··· Passage provided

£45,000 take-home pay in the UK (2026/27)
A £45,000 salary is best framed around monthly cashflow, student loan deductions, rent or mortgage pressure and commuting costs rather than tax thresholds.
Using the standard assumptions on this page, £45,000 gives estimated take-home pay of £35,920 a year, about £2,993 a month or £691 a week. About £9,080 of the gross salary goes to Income Tax and employee National Insurance, so roughly 20.2% is deducted before any pension or student loan changes.
Tax and National Insurance breakdown for £45k
The table below shows the main Income Tax and National Insurance deductions for this salary, so you can see how the take-home figure is built up.
| Tax or deduction | Amount this applies to | Rate | Annual amount |
|---|---|---|---|
| Personal Allowance | £12,570 | 0% | £0 |
| Basic-rate income tax | £32,430 | 20% | £6,486 |
| Higher-rate income tax | £0 | 40% | £0 |
| Additional-rate income tax | £0 | 45% | £0 |
| Employee National Insurance | £32,430 | 8% / 2% | £2,594 |
| Total deductions | — | — | £9,080 |
| Estimated take-home pay | — | — | £35,920 |
Worked example: how £45k becomes £35,920 net
The calculation starts with gross salary of £45,000. The available Personal Allowance is £12,570, leaving £32,430 of taxable income. Income Tax is approximately £6,486 at basic rate, £0 at higher rate and £0 at additional rate. Employee National Insurance adds roughly £2,594.

······

## Task set
- 1) Decide whether each statement agrees with the take-home pay text, answering yes or no and quoting the words that settle it: (a) the Personal Allowance on this salary is £12,570; (b) part of the £45,000 is taxed at the 40% higher rate; (c) estimated take-home pay comes to about £2,993 a month.
- 2) In the take-home pay text's table, what entries appear in the "Tax or deduction" column under the header row?

··· Given information

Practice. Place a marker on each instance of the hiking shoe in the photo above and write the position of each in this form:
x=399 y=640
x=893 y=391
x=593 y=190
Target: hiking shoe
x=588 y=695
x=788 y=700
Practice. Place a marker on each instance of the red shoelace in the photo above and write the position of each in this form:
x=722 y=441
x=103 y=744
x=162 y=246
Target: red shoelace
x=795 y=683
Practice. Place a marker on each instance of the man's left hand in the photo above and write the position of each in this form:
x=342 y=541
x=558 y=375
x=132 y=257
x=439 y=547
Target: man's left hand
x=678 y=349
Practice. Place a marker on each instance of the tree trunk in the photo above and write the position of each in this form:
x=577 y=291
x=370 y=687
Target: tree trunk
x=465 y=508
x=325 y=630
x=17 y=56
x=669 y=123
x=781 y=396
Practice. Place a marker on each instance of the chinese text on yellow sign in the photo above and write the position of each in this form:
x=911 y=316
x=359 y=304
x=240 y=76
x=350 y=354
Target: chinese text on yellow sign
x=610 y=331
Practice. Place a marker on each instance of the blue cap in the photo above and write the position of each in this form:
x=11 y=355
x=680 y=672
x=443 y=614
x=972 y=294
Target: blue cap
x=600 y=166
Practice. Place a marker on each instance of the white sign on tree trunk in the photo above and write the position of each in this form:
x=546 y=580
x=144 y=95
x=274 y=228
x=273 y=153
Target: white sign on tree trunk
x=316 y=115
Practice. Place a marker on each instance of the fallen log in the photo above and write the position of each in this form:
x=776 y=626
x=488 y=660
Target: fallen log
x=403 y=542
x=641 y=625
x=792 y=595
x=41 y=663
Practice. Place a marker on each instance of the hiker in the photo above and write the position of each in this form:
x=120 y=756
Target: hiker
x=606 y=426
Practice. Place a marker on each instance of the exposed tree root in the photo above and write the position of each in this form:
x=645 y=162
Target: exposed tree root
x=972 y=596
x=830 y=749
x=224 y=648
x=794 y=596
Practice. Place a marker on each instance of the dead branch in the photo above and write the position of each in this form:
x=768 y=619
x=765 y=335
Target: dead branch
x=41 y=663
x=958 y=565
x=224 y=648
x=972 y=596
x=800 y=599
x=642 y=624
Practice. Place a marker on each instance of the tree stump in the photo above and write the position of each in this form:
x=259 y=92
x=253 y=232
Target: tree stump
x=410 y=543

······

## Expected answers
- 1)
(a) Yes: "The available Personal Allowance is £12,570"
(b) No: "£0 at higher rate"
(c) Yes: "about £2,993 a month"

- 2)
Personal Allowance
Basic-rate income tax
Higher-rate income tax
Additional-rate income tax
Employee National Insurance
Total deductions
Estimated take-home pay